Exercise description → All of the records listed below should be retyped exactly.
--- START ---
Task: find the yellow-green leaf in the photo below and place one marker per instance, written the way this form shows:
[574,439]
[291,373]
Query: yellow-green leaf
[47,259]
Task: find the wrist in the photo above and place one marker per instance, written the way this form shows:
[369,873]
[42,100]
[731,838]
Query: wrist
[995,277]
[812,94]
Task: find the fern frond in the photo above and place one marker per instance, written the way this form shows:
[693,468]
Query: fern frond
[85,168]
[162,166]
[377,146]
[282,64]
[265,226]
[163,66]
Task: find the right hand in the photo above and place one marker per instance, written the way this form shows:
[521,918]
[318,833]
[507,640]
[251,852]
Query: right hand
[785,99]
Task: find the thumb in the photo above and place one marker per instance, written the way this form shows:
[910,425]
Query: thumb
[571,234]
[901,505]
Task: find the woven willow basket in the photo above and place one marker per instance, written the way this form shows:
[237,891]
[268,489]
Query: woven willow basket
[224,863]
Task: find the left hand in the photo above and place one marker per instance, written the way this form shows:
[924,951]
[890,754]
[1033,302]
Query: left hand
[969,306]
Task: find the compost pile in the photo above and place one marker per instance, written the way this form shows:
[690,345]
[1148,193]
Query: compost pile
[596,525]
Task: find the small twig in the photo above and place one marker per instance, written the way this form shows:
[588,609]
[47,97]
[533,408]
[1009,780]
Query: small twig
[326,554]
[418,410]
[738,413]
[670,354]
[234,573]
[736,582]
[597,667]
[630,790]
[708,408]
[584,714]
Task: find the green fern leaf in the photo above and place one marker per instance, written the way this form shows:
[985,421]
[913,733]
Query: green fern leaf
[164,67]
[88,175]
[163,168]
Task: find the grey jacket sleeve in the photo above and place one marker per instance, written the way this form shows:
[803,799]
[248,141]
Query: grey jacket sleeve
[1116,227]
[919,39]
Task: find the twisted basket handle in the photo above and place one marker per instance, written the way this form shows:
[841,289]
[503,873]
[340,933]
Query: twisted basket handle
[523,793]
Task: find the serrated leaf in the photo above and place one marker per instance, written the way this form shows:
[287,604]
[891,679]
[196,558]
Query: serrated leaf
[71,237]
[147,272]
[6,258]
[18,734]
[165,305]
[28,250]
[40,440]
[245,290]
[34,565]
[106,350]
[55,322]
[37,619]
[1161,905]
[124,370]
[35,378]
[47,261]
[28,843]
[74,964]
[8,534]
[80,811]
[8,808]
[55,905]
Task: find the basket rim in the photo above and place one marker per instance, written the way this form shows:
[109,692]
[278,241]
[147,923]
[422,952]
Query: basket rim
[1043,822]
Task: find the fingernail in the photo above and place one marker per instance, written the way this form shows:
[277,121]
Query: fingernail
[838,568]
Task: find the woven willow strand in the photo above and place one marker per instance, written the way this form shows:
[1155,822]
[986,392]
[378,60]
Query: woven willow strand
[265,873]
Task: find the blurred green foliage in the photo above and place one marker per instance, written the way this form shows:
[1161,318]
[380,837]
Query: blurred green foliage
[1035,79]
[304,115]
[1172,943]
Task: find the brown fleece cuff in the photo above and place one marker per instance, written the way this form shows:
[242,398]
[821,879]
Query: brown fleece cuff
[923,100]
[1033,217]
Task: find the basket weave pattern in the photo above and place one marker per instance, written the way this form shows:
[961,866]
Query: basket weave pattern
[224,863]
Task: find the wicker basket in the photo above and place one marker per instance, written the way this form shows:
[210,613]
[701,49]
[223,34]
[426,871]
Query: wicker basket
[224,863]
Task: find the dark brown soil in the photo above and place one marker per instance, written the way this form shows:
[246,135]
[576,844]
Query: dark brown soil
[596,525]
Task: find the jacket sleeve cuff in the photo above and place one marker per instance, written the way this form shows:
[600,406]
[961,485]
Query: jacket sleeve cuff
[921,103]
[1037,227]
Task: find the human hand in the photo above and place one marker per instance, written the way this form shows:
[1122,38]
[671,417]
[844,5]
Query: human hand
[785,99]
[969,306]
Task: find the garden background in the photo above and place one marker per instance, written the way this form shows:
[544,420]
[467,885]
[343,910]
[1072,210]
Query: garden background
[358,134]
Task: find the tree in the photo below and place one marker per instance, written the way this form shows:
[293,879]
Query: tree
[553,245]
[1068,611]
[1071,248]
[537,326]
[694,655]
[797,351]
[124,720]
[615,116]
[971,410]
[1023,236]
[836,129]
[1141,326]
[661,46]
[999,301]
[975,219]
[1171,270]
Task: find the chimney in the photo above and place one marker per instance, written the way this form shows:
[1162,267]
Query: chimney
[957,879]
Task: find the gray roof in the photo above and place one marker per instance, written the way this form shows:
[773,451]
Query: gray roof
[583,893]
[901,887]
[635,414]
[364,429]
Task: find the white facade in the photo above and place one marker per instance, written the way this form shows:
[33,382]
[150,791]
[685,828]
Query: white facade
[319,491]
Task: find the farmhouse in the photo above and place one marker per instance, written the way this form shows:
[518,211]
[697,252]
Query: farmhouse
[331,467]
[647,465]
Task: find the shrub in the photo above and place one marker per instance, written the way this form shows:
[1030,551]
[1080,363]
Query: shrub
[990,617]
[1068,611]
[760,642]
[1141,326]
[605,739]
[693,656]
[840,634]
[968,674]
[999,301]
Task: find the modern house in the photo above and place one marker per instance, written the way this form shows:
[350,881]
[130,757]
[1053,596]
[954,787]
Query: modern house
--- END ---
Complete response →
Task: find the yellow-green leaf in the photo below and place one marker per instance, written the way this form shows:
[574,439]
[291,373]
Query: yellow-green leaf
[47,259]
Task: find the wrist in the photo above and place one marker per instance, written the way this form shows:
[369,873]
[42,100]
[731,838]
Query: wrist
[995,277]
[812,94]
Task: find the fern frond in the photo above and place one marker per instance, written the way this form shows:
[693,468]
Query: fern frond
[85,168]
[162,166]
[377,146]
[282,64]
[265,226]
[163,66]
Task: find the right hand in the photo above and place one marker per instance, written the way this form shows:
[521,918]
[318,833]
[507,640]
[251,852]
Query: right hand
[785,99]
Task: find the thumb in the photo above and place one marker per instance, written the way this form shows:
[910,425]
Query: thumb
[571,234]
[901,505]
Task: find the woven willow basket in the photo above and place one marker per instance, written the way this form shows:
[237,891]
[268,489]
Query: woven willow basket
[224,863]
Task: find the left hand in the photo above and place one marker per instance, written the way this form shows:
[924,951]
[890,754]
[1033,302]
Query: left hand
[969,306]
Task: find the compost pile in the photo above and place one marker per instance, written the way this form shows:
[690,345]
[1148,193]
Query: compost pile
[596,525]
Task: find the small twig in the photo above and place one marker per instance, written the way this form shows:
[588,609]
[47,97]
[533,408]
[1009,780]
Query: small twig
[326,554]
[418,410]
[738,413]
[670,354]
[234,573]
[736,582]
[597,667]
[630,790]
[708,408]
[584,714]
Task: find the green fern leaf in the photo above and place one marker per instance, written the way this form shows:
[985,421]
[913,733]
Query: green fern leaf
[164,67]
[88,175]
[163,168]
Task: find the grey jacket sleeve in the photo above and place one marker per instance, written the way this form shows:
[803,799]
[248,141]
Query: grey jacket sleeve
[1116,227]
[919,39]
Task: find the twisted basket handle in the photo above and place one marker per instance, written the way this form shows:
[841,289]
[503,873]
[340,933]
Query: twisted basket handle
[523,793]
Task: find the serrated leaf in the photo above and place one marker per instance, written the way this form shows:
[287,604]
[891,679]
[196,558]
Query: serrated leaf
[71,237]
[147,272]
[6,258]
[18,734]
[165,305]
[28,250]
[40,440]
[245,290]
[34,565]
[106,350]
[55,322]
[37,619]
[1161,905]
[124,370]
[35,378]
[47,261]
[28,843]
[74,964]
[8,534]
[80,811]
[8,808]
[55,905]
Task: find the basket rim in the photo above and place one marker per instance, written the way this form shows:
[109,692]
[278,241]
[147,923]
[422,952]
Query: basket rim
[1043,822]
Task: find the fingernail in the photo above and place one marker per instance, written the way this form shows:
[277,121]
Query: fingernail
[838,568]
Task: find the woven willow strand in the photo above and place one marker per instance, written the way this form shows:
[1155,822]
[986,392]
[378,60]
Query: woven willow strand
[265,873]
Task: find the blurred green foliage in the photo above and place one marker per instance, written the way this form shows:
[1161,318]
[380,837]
Query: blurred green foliage
[1035,79]
[304,115]
[1172,943]
Task: find the brown fleece cuff in the photo above and place one marker per instance, written the way this form shows:
[242,398]
[821,879]
Query: brown fleece cuff
[923,100]
[1033,217]
Task: find the basket weave pattern in the photo above and place one marker per instance, written the way this form shows:
[961,866]
Query: basket weave pattern
[224,863]
Task: find the wicker basket in the photo above and place one marker per instance, written the way this form shows:
[210,613]
[701,49]
[223,34]
[426,871]
Query: wicker basket
[224,863]
Task: find the dark brown soil in the photo above and place one marker per instance, written the way this form shows:
[246,135]
[576,844]
Query: dark brown soil
[596,525]
Task: find the jacket sleeve cuff in the photo above and place one marker per instance, written the way this form shows:
[600,406]
[961,485]
Query: jacket sleeve cuff
[921,103]
[1037,227]
Task: find the human hand in the photo above and place one marker per instance, written the way this form shows:
[1122,38]
[671,417]
[844,5]
Query: human hand
[785,99]
[969,306]
Task: find the garden background in the photo above and place one marker per instance, written the way this form shows:
[544,420]
[467,885]
[343,910]
[1072,210]
Query: garden background
[358,134]
Task: find the tree in the photo below and place one marker per instance, written the way this form shows:
[293,879]
Query: tree
[553,245]
[1068,611]
[1071,248]
[537,326]
[694,655]
[797,351]
[124,720]
[615,116]
[971,410]
[1023,236]
[836,129]
[1141,326]
[661,46]
[999,301]
[975,219]
[1171,270]
Task: find the chimney in the photo above and place one marker per instance, written the way this form shows:
[1162,267]
Query: chimney
[957,879]
Task: find the gray roof in the photo above and place one marker per instance, written the way this form shows:
[773,451]
Query: gray roof
[583,893]
[901,887]
[635,414]
[364,429]
Task: find the white facade in the photo above and place one marker per instance, written the way this form shows:
[33,382]
[150,791]
[685,828]
Query: white facade
[319,491]
Task: find the farmhouse in the photo above and place one marker per instance, written the way this form shows:
[518,211]
[697,252]
Query: farmhouse
[331,467]
[647,465]
Task: find the shrub in the photo above and place one marker per instance, written the way this form shows:
[1030,551]
[1080,363]
Query: shrub
[990,617]
[1068,611]
[760,642]
[1141,326]
[605,739]
[693,656]
[840,634]
[968,674]
[999,301]
Task: find the modern house in the photo above and place one marker per instance, written the way this form shows:
[350,881]
[130,757]
[1053,596]
[954,787]
Query: modern house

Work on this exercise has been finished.